• _THE PROBLEM_: Copy all of the records that follow, reproducing each line without any change.

[Lines of data]
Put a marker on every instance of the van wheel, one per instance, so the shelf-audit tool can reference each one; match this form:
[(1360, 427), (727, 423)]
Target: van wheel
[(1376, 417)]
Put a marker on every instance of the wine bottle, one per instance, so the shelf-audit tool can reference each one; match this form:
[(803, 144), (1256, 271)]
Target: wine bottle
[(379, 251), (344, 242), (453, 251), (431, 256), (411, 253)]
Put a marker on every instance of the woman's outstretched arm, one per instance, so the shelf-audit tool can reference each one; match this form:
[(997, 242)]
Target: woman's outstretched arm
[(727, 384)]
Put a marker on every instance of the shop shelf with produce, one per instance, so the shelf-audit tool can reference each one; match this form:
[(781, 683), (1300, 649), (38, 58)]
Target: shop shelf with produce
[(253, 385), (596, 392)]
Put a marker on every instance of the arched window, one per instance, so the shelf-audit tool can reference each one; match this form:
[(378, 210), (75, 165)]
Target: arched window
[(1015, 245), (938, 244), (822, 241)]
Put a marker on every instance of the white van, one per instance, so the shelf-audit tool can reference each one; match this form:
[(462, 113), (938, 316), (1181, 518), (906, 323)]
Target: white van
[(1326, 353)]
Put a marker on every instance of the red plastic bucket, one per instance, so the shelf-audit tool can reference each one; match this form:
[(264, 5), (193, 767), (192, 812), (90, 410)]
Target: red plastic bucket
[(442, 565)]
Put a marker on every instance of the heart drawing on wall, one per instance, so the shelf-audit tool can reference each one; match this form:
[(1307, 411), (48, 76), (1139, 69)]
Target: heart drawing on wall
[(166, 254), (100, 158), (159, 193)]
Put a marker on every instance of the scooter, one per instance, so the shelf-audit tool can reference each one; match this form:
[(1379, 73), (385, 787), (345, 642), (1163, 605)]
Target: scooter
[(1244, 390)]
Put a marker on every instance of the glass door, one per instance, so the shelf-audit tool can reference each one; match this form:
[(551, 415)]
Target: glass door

• _RESULT FOR THIS TASK_:
Put a marker on every instance of the van wheel, one per instance, so the shelf-audit tool can reference each one; match this form:
[(1360, 427), (727, 423)]
Target: van wheel
[(1376, 417)]
Put a marker on every instance of the wine bottle, one per instance, so the shelf-audit tool can reference each one; match this form:
[(803, 144), (1256, 271)]
Target: wine bottle
[(379, 251), (344, 242), (453, 251), (431, 256), (411, 253)]
Put a marker on every instance of the woman's outstretched arm, one per instance, so the shelf-audit tool can reference each one; match this form:
[(997, 242)]
Target: woman's outstretched arm
[(727, 384)]
Put a marker on every instance of the shop shelf with produce, one per instance, so the shelf-audit tool can reference each one; match this form:
[(781, 683), (1300, 649), (38, 58)]
Target: shop shelf with produce
[(253, 385), (596, 392)]
Put a marker on every instance of the arched window, one per instance, so the shelf-audit tool can reference each one; match this form:
[(378, 210), (75, 165)]
Target: arched window
[(1015, 245), (938, 244), (822, 241)]
Put a marker on every instance of the white van, one per instance, so the shelf-audit tool can reference each one; match this form:
[(462, 113), (938, 316), (1181, 518), (906, 323)]
Target: white van
[(1326, 353)]
Put a marker on every instance of the red plastic bucket, one per instance, so the shelf-audit tool can reference each one; match this form:
[(264, 5), (193, 767), (192, 812), (90, 410)]
Target: red plastic bucket
[(442, 565)]
Put a marker on every instance of the heart drawing on wall, one per instance, so the shelf-audit tool can reference each one; match this form:
[(1307, 411), (48, 76), (1139, 69)]
Target: heart drawing on wall
[(166, 254), (100, 158), (159, 193)]
Put a marker on every instance of the scooter, one per instance, so the shelf-audit tool can reference each one; match this form:
[(1379, 73), (385, 787), (345, 642), (1163, 605)]
Target: scooter
[(1244, 390)]
Put a marker on every instance of the glass door, one per instance, so the shelf-audit tool can reference each one; match this form:
[(551, 415)]
Target: glass door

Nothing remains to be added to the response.